Excerpt provided:
Content starts

Oak forests    Today forests with prevalence of Q. mongolica occupy significant areas on the eastern and western slopes of Sikhote Alin in the south and central Primorye, on the western and southwestern foothills of Sikhote Alin, on the spurs of Chornye Gory, which penetrate to the southwest of Primorye from Manchuria, and on the ridges surrounding the Hanka-Ussuri plain. Thirty five-forty years ago, forests with prevalence of Q. mongolica occupied 15-16% of Primoryes forest area. Today their area has increased because Pinus koraiensis, Fraxinus mandshurica and other species in high demand on the timber market were felled from mixed forests with considerable share of Q. mongolica to make the latter prevalent among tree stocks.
    Several basic groups of forest types would form depending on afforestation conditions.
    Thin oak groves, grade V-Va, with prevalence of Rhododendron mucronulatum in the underbrush grow on rocky peaks and very steep, preferentially southern slopes. They occupy about 10-12% of the total oak forest area of Primorye, but have very high ecoprotective significance. The tree stocks are commonly found to have an admixture of Larix sp. in the north, and Fraxinus rhynohophylla, Juniperus rigida, and Pinus funebris (P. densiflora?) in the south.
    Oak groves with prevalence of Lespedeza bicolor in the underbrush and with participation of Corylus heterophylla develop over less steep and less rocky, also preferentially southerly slopes, and Weigela praecox in the south, where Vitis amurensis is also commonly present. The rare grass cover consists of xeromesophyte-like species. The tree stock grade is IV, occasionally III. Their composition also includes Larix sp., Picea koraiensis and Pinus koraiensis in the north of Primorye, and Betula schmidtii, Fraxinus rhynchophylla and Abies holophylla in the south. These forests occupy about 40% of Q. mongolica forests in Primorye.

Content ends

Actions to take:
a - In the oak forests passage, what share of Primorye's forest area did forests with prevalence of Q. mongolica occupy thirty five to forty years ago?
b - Rewrite the oak forests passage from "Thin oak groves, grade" to "densiflora?) in the south.", changing "Rhododendron mucronulatum" to "Rhododendron dauricum".
c - Based on the oak forests passage, answer yes or no to each statement and quote the words that settle it: (i) Thin oak groves account for about 10-12% of the total oak forest area of Primorye. (ii) Oak groves with prevalence of Lespedeza bicolor have a tree stock grade of V. (iii) Oak groves with prevalence of Lespedeza bicolor occupy about 40% of Q. mongolica forests in Primorye.
The lines that follow have no connection to the oak forests passage.

Data entries
Content starts

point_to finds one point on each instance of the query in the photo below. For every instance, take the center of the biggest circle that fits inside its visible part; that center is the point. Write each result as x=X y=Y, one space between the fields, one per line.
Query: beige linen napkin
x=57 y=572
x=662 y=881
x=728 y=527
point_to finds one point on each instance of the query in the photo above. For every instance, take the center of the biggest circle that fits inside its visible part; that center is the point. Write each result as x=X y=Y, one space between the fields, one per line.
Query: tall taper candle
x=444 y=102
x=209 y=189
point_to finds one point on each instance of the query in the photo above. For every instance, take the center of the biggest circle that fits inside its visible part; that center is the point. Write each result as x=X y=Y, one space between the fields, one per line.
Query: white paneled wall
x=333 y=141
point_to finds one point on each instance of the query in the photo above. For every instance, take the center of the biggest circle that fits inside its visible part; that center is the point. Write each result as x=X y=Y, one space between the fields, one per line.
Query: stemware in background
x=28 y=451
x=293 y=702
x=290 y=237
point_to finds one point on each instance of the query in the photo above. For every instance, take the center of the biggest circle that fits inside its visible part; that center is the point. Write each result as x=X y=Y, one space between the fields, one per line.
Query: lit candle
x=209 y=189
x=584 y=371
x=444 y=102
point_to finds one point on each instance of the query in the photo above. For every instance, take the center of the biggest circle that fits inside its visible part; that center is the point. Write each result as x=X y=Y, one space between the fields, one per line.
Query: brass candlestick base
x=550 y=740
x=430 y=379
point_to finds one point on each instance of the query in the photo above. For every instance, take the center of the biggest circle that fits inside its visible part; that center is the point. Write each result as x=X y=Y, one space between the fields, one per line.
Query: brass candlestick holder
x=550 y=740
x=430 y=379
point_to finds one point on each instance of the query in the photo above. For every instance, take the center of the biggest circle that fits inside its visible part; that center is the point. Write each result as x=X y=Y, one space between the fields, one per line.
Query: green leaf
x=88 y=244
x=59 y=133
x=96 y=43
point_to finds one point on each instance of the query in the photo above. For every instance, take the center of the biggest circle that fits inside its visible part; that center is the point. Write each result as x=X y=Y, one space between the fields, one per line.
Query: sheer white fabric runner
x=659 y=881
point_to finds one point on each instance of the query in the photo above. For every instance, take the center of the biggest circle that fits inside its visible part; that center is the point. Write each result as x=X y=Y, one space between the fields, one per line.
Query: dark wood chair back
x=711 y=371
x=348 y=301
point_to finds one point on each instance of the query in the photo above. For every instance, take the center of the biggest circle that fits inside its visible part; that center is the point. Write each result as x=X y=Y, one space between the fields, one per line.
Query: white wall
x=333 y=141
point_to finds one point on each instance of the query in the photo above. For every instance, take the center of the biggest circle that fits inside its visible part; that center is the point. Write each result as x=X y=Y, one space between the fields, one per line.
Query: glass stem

Content ends

Per-task answers:
a - 15-16% of Primorye's forest area.

b -
Thin oak groves, grade V-Va, with prevalence of Rhododendron dauricum in the underbrush grow on rocky peaks and very steep, preferentially southern slopes. They occupy about 10-12% of the total oak forest area of Primorye, but have very high ecoprotective significance. The tree stocks are commonly found to have an admixture of Larix sp. in the north, and Fraxinus rhynohophylla, Juniperus rigida, and Pinus funebris (P. densiflora?) in the south.

c -
(i) Yes: "They occupy about 10-12% of the total oak forest area of Primorye"
(ii) No: "The tree stock grade is IV, occasionally III."
(iii) Yes: "These forests occupy about 40% of Q. mongolica forests in Primorye."